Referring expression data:
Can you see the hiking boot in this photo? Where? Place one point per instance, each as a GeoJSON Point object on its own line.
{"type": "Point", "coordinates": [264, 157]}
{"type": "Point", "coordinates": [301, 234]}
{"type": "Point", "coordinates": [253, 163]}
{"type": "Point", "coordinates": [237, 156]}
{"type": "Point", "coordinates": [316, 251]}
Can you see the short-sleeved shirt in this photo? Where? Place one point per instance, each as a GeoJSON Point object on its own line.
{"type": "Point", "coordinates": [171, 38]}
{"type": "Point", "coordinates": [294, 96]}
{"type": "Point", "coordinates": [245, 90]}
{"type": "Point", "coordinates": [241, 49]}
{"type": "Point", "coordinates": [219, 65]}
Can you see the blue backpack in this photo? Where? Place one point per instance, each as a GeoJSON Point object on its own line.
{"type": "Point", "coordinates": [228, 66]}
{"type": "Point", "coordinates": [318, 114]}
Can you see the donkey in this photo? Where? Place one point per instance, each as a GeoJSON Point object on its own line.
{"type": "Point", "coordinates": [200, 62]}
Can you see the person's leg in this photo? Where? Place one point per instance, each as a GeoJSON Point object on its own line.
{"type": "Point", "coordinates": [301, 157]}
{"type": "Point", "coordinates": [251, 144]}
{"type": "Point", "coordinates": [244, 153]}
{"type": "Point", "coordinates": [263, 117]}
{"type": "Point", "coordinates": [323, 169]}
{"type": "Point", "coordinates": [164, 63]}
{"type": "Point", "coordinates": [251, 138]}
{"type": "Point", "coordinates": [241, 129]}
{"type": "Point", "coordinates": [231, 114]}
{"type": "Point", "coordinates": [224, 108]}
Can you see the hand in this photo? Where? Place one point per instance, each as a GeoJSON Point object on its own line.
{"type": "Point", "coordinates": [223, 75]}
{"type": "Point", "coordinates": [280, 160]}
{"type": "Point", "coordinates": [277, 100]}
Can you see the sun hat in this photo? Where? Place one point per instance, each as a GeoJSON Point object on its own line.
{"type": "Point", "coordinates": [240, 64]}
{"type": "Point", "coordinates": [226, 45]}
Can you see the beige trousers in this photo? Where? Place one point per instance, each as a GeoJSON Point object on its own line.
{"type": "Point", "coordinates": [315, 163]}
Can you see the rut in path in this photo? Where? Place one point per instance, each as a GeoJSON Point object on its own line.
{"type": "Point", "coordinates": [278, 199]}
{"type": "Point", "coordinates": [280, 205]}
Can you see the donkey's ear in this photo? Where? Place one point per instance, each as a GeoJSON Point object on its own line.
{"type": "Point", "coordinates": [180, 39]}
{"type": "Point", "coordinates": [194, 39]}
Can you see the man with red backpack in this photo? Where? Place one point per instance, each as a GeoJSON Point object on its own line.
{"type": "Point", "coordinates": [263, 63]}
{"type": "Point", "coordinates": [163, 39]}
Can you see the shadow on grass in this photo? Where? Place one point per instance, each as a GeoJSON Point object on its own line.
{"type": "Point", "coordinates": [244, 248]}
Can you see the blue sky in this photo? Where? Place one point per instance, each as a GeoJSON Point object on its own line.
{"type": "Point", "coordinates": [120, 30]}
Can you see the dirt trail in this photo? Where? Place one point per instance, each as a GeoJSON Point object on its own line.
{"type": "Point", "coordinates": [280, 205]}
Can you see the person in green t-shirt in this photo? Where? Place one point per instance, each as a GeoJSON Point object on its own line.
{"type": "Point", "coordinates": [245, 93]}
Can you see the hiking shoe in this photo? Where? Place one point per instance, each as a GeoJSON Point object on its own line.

*THE TASK*:
What is needed is the data above, output in full and exactly as it stands.

*RESULT FOR THIS TASK*:
Can you see the hiking boot in this photo? Where? Place one point per instance, each as a GeoJSON Point object on its own line.
{"type": "Point", "coordinates": [264, 157]}
{"type": "Point", "coordinates": [301, 234]}
{"type": "Point", "coordinates": [253, 163]}
{"type": "Point", "coordinates": [237, 156]}
{"type": "Point", "coordinates": [316, 251]}
Can you see the short-sleeved shirt in this photo? Where? Place one point per instance, each as a GeoJSON Point object on its own line.
{"type": "Point", "coordinates": [171, 38]}
{"type": "Point", "coordinates": [294, 96]}
{"type": "Point", "coordinates": [245, 90]}
{"type": "Point", "coordinates": [241, 49]}
{"type": "Point", "coordinates": [219, 65]}
Can you see the blue backpack in this photo? Where? Place one point per instance, each as a GeoJSON Point object on its own line.
{"type": "Point", "coordinates": [228, 66]}
{"type": "Point", "coordinates": [318, 114]}
Can you see the donkey in this photo? Where? Place one point per instance, each as a GeoJSON Point object on its own line.
{"type": "Point", "coordinates": [200, 62]}
Can you see the person's leg in this photo? Where? Place one point per instance, each as a GeoJSON Point object on its own line.
{"type": "Point", "coordinates": [301, 157]}
{"type": "Point", "coordinates": [251, 144]}
{"type": "Point", "coordinates": [244, 153]}
{"type": "Point", "coordinates": [263, 117]}
{"type": "Point", "coordinates": [323, 169]}
{"type": "Point", "coordinates": [164, 63]}
{"type": "Point", "coordinates": [251, 138]}
{"type": "Point", "coordinates": [241, 129]}
{"type": "Point", "coordinates": [231, 114]}
{"type": "Point", "coordinates": [224, 108]}
Can you see the hand in this photo? Where? Place one point per instance, each as a GeoJSON Point object on its own line.
{"type": "Point", "coordinates": [223, 75]}
{"type": "Point", "coordinates": [280, 160]}
{"type": "Point", "coordinates": [277, 100]}
Can you see the sun hat in this photo? Where? Place one point per instance, each as a GeoJSON Point object on its own line.
{"type": "Point", "coordinates": [240, 64]}
{"type": "Point", "coordinates": [226, 45]}
Can you see the beige trousers in this photo? Where? Place one point per instance, each as a GeoJSON Point object on its own line.
{"type": "Point", "coordinates": [315, 163]}
Can you see the rut in path in this photo? Where? Place one point per instance, each as a GeoJSON Point object on its own line.
{"type": "Point", "coordinates": [278, 199]}
{"type": "Point", "coordinates": [280, 205]}
Can you see the donkey's ear in this photo? Where? Place one point per instance, each as a GeoJSON Point object on its own line.
{"type": "Point", "coordinates": [180, 39]}
{"type": "Point", "coordinates": [194, 39]}
Can you see the man with red backpack in this photo? Where? Place one point per instance, each as a GeoJSON Point object on its own line.
{"type": "Point", "coordinates": [263, 63]}
{"type": "Point", "coordinates": [163, 39]}
Can you see the shadow on grass in this photo? Where? Place one point per instance, each as a GeoJSON Point object on its own line.
{"type": "Point", "coordinates": [244, 248]}
Can you see the blue sky in this photo? Where? Place one point per instance, each as a GeoJSON Point object on its own line.
{"type": "Point", "coordinates": [120, 30]}
Can you see the dirt trail in this photo? Where? Place one point per instance, each as a GeoJSON Point object on its own line.
{"type": "Point", "coordinates": [280, 205]}
Can you see the person in green t-shirt in this photo? Where? Place one point per instance, each as a GeoJSON Point object on its own line.
{"type": "Point", "coordinates": [245, 93]}
Can you see the hiking shoe in this photo? Where? Place one point per instance, each as a GeoJSON Point object on its own line.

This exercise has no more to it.